▸ TEXTABSCHNITT
+ + + +

Früher hatten wir eine landwirtschaftlich geprägte Kundschaft, die unser Angebot kannte. Da hat es gereicht, einmal im Jahr einen Katalog herauszugeben.
Doch Personal wird eher mehr gebraucht als weniger. Aufgrund einer neuen Tierschutzleitlinie haben die Mitarbeiter 2009 die Stallungen umgebaut. Aus drei Boxen wurden zwei, dazu kamen 15 Koppeln, sogenannte Paddocks. „Den Erfolg der Maßnahmen hat man beim Tierwohl direkt gemerkt, die Pferde wurden ruhiger“, sagt Brockmann. Doch die Hengste müssen in die Paddocks gebracht, herumgeführt und später gesäubert werden. „Das bedeutet zusätzliche Arbeit.“ Zudem müsse das Landgestüt viel mehr Zeit in Öffentlichkeitsarbeit investieren. „Früher hatten wir eine landwirtschaftlich geprägte Kundschaft, die unser Angebot kannte. Da hat es gereicht, einmal im Jahr einen Katalog herauszugeben“, sagt Brockmann. Doch in der Konkurrenz zu privaten Züchtern und mit der Aufgabe, wieder mehr Menschen für Pferde und den Reitsport zu interessieren, muss das Gestüt auch im Internet und den Sozialen Medien präsent sein.

+ + + +

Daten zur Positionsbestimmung

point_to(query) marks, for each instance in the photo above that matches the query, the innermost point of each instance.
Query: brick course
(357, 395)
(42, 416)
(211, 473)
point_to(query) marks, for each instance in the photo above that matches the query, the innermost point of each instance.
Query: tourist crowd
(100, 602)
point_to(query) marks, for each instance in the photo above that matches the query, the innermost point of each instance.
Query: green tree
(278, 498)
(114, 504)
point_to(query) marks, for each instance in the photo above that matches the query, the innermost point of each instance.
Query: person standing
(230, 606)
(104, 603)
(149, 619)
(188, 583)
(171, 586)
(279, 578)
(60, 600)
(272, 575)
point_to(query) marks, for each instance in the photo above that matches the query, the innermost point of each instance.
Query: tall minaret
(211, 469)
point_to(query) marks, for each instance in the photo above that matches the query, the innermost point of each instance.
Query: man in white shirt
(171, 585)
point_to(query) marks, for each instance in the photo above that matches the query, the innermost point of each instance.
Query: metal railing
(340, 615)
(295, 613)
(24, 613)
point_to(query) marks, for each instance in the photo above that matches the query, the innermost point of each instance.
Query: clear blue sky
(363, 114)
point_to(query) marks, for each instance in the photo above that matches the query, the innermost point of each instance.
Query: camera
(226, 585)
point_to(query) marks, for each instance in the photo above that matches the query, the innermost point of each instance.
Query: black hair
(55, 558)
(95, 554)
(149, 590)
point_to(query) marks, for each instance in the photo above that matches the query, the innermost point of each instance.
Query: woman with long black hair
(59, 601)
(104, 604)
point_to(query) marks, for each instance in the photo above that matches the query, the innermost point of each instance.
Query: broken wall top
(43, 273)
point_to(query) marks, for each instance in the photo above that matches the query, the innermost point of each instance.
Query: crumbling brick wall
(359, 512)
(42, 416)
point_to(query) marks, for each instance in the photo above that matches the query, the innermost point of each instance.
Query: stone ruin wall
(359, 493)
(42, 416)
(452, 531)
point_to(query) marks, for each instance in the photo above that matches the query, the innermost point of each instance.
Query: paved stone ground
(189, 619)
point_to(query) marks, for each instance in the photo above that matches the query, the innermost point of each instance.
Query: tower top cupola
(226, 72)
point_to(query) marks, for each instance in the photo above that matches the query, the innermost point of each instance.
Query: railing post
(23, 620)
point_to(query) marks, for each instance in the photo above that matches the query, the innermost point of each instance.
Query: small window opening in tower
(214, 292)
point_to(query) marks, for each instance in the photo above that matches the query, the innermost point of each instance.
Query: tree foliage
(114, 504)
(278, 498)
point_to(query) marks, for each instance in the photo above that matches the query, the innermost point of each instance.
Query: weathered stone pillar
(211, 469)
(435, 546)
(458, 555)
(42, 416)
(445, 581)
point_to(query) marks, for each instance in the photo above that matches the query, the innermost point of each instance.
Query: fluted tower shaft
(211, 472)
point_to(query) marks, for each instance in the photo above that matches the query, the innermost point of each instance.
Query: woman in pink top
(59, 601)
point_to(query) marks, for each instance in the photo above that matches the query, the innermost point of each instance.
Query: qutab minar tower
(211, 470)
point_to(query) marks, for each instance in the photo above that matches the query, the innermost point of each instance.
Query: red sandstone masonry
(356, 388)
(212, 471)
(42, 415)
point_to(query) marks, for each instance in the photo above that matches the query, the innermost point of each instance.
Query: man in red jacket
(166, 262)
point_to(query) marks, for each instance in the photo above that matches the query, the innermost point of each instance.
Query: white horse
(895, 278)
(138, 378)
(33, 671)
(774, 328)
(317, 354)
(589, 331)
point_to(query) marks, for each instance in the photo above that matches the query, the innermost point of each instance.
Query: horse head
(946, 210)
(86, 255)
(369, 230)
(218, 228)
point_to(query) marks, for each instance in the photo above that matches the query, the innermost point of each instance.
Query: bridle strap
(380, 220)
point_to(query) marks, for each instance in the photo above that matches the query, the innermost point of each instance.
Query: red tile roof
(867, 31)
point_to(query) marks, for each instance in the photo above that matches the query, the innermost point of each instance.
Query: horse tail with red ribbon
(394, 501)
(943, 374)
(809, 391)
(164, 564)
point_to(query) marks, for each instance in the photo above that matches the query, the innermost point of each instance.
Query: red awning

+ + + +

▸ AUFGABENDETAILS
Wie geht der Text über das Landgestüt nach seinem letzten Satz weiter? Schreib die Fortsetzung.

▸ ANTWORT ZUR AUFGABE
All dieser Mehraufwand, der natürlich Kosten verursacht, bildet sich aber im derzeitigen kameralen System nicht ab. Wie früher erfasst das Landgestüt lediglich Einnahmen und Ausgaben, nicht aber Kosten. Ende der achtziger Jahre und 2006 hatten jeweils ein externes Unternehmen und die Nord/LB dem Gestüt geraten, das kamerale Modell beizubehalten, denn für einen Landesbetrieb, der keinen Gewinn machen soll, sei der Aufwand für Kosten-Leistungsbilanzen zu hoch. Doch das wird sich nun ändern, denn künftig soll das Landgestüt keine stetig steigenden Zuschüsse mehr vom Land bekommen, sondern ein Budget. „Nun hat sich aber auch die Ausgangssituation geändert“, sagt Brockmann. Dennoch solle man angesichts der Lage in der Pferdezucht nicht davon ausgehen, dass die Budgetierung in naher Zukunft eine finanzielle Unterstützung des Landgestüts überflüssig macht. „Wenn man ein solches Vorzeigeunternehmen wie das Landgestüt weiterhin in Niedersachsen haben möchte, wird das nicht ohne Zuschüsse gehen“, sagt Brockmann.